_EXTRACT TO READ_:
◆ ◆ ◆

This document is organized as follows: Section 2 describes the research method. Section 3 introduces the testing theories featuring in this survey. Section 4 presents the proposed taxonomy. Sections 5 and 6 dive into the details and describe the approaches proposed in the literature. Section 7 presents some additional analyses, along different dimensions, of the papers presented in this survey. Section 8 concludes the article.

2 RESEARCH METHOD

To retrieve the works included in this survey, we proceeded as follows:

We performed a comprehensive search on digital libraries (AAAI, ACL, ACM, Elsevier, IEEE, Springer) using relevant keywords; to not miss relevant papers, we also performed the same search on Google Scholar, since it offers wider coverage of works on the Internet, but we only retained peer-reviewed research publications.

◆ ◆ ◆

_LISTED RECORDS_:
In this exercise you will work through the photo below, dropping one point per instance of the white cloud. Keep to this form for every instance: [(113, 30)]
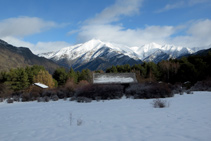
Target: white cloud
[(198, 34), (23, 26), (181, 4), (113, 12), (167, 7), (40, 47), (13, 31), (102, 26)]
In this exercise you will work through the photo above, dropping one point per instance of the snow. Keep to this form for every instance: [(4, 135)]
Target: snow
[(186, 119), (88, 51)]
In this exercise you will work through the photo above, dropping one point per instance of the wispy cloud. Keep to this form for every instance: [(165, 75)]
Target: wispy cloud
[(39, 47), (115, 11), (109, 28), (167, 7), (23, 26), (181, 4), (13, 31)]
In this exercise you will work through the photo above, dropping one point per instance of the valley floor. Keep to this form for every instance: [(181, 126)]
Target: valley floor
[(188, 118)]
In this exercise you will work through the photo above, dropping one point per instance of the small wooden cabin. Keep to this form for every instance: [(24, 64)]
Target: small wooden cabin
[(114, 78), (124, 79)]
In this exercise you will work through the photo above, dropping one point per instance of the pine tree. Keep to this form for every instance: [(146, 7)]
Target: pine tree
[(44, 77), (60, 75)]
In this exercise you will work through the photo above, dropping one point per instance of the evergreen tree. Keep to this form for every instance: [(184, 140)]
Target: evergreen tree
[(60, 75), (18, 79), (73, 75), (45, 78)]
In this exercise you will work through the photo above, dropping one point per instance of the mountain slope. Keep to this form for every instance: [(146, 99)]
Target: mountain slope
[(93, 55), (96, 54), (13, 57)]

◆ ◆ ◆

_PROBLEM REQUIREMENTS_:
Put this sentence from the survey outline above into Spanish: "Section 4 presents the proposed taxonomy."

_RESULT BELOW_:
La sección 4 presenta la taxonomía propuesta.